Data to examine:
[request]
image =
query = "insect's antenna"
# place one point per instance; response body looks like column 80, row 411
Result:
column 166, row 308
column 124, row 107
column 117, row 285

--

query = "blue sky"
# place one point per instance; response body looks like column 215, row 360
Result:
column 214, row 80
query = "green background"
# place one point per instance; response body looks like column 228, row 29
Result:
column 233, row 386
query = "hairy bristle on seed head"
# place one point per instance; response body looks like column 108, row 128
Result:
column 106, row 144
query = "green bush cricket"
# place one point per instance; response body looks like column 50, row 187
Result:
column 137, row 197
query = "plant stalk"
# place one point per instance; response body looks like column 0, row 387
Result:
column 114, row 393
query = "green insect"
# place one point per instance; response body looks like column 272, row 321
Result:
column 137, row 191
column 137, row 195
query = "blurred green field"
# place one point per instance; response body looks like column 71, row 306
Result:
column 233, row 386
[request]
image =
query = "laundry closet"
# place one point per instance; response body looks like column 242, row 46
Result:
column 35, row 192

Requirement: All lines of the listing that contain the word "looks" should be copied out.

Your solution:
# place one point per instance; response body looks like column 80, row 411
# place one point per instance; response body looks like column 215, row 360
# place one point per instance; response body looks like column 228, row 29
# place one point per instance; response body looks like column 108, row 128
# place one point per instance; response body looks like column 50, row 187
# place one point per instance; response body looks like column 0, row 387
# place one point per instance; response body looks like column 272, row 321
# place one point per instance; response body looks like column 71, row 306
# place one point per instance; response body looks like column 242, row 46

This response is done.